▶ **DATASET**
======

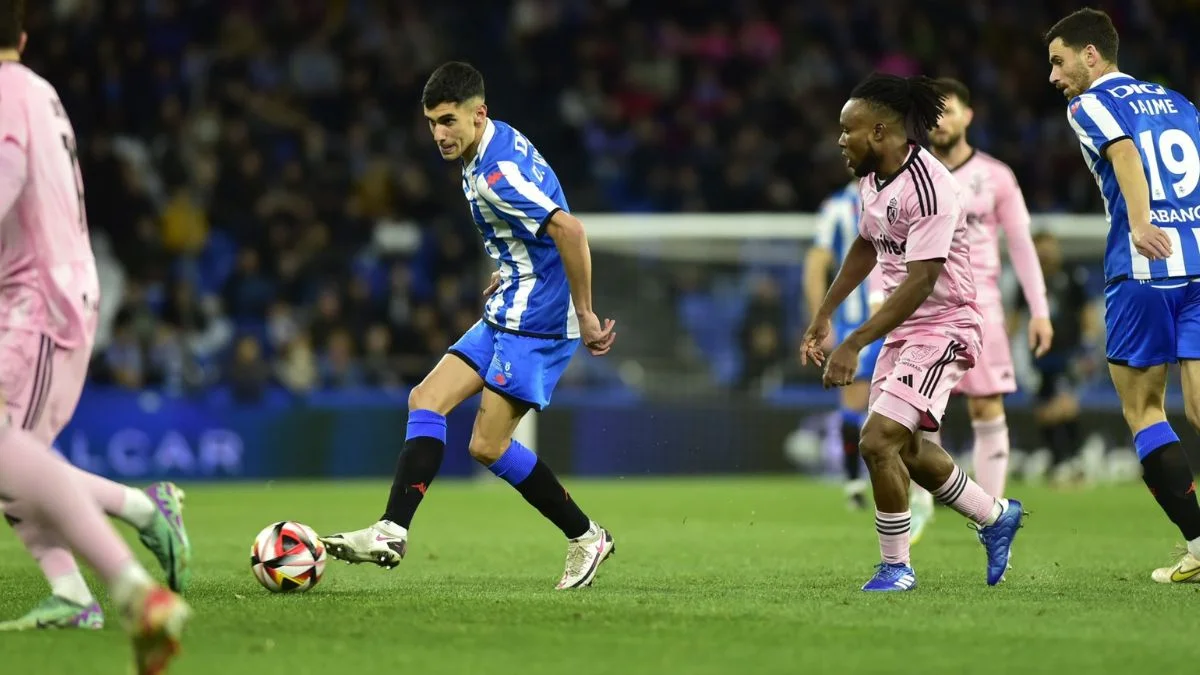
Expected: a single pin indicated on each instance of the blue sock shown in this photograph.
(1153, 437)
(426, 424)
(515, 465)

======

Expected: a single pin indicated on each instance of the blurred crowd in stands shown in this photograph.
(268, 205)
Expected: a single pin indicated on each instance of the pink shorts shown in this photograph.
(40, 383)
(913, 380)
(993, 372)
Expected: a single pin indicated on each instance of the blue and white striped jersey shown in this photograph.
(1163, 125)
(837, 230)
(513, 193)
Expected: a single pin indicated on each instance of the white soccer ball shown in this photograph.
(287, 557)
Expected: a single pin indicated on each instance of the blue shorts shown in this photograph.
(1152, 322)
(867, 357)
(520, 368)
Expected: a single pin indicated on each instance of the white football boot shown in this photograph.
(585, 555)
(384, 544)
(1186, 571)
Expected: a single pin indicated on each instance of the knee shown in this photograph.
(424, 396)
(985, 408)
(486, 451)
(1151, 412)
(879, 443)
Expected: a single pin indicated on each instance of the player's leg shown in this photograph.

======

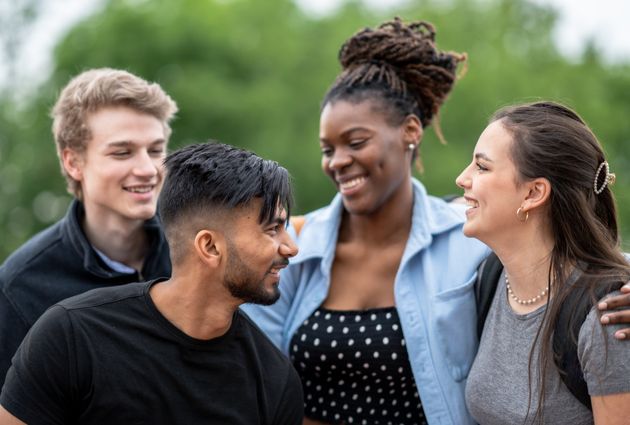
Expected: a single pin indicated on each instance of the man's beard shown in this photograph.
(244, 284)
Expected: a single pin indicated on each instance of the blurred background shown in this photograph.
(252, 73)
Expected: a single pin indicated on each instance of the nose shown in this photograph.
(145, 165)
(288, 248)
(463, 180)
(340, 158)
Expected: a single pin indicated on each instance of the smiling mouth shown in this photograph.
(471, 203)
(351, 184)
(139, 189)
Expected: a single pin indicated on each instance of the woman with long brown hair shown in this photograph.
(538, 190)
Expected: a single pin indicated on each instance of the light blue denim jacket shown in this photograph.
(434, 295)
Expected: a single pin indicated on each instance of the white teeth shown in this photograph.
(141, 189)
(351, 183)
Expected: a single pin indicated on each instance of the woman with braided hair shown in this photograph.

======

▶ **REQUIREMENT**
The answer is the run of lines above from the line containing "Expected: a single pin indicated on each instance of the knee" through the line containing "leg shown in this photograph.", copied exactly and alone.

▶ **PROBLEM SOLUTION**
Expected: a single pin indicated on each instance of the knee shown in this photograph.
(424, 396)
(985, 408)
(486, 451)
(1151, 412)
(879, 443)
Expected: a single pin indicated on each instance of the player's leg shown in this photograph.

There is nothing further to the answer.